> YOUR OBJECTIVE
From the records below, extract only the lines running from the line with "Target: orange bag" to the line with "Practice. Put a pin on the black", both lines included, reproducing them exactly.

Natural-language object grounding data
»»

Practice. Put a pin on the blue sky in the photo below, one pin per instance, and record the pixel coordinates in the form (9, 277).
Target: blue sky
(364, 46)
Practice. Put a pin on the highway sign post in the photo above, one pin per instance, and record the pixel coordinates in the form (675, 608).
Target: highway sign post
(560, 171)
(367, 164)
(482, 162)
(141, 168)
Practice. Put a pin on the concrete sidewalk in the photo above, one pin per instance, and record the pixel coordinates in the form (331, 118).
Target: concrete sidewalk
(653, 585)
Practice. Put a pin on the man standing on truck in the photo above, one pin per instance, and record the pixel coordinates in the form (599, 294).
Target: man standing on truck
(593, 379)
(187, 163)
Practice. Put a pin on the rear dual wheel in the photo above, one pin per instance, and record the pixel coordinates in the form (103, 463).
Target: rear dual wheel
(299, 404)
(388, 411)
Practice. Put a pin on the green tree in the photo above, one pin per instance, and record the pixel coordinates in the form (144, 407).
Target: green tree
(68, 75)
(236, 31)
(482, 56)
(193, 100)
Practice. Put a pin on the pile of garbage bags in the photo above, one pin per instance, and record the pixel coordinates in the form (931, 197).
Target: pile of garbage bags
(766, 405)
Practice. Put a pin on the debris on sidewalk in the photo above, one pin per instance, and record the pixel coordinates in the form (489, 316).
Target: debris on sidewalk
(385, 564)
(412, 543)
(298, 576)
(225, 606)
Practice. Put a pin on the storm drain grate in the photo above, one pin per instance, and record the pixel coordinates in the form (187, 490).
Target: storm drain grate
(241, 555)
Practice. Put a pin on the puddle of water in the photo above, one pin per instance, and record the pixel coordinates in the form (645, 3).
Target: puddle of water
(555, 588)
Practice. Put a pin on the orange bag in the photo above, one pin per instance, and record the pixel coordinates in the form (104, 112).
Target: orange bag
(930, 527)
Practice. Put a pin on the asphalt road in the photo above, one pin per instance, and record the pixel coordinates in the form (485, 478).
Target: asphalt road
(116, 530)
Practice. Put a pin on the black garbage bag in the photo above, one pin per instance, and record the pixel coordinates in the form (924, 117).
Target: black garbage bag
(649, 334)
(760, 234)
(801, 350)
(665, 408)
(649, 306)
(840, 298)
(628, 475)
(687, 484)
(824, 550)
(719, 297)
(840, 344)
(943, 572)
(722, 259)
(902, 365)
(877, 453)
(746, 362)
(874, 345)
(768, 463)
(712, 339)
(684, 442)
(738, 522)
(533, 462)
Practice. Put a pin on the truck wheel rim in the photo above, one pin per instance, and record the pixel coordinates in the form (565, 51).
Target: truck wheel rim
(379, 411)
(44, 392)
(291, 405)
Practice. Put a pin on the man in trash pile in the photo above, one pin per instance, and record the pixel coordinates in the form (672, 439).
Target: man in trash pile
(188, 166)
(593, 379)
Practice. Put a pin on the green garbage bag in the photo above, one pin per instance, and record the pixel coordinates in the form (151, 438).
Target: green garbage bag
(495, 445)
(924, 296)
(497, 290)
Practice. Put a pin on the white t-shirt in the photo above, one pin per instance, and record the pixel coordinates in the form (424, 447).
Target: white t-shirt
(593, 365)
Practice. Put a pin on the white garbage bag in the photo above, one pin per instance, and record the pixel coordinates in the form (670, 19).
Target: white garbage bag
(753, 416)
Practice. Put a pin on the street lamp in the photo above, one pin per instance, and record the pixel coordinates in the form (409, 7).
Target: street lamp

««

> ANSWER BOX
Target: orange bag
(930, 527)
Practice. Put a pin on the asphalt road in the photo above, one pin per instance, and record the pixel coordinates in the form (485, 478).
Target: asphalt road
(116, 530)
Practice. Put a pin on the black garbage bag in the photo above, one pin per instance, and record the pixel coordinates in the form (924, 117).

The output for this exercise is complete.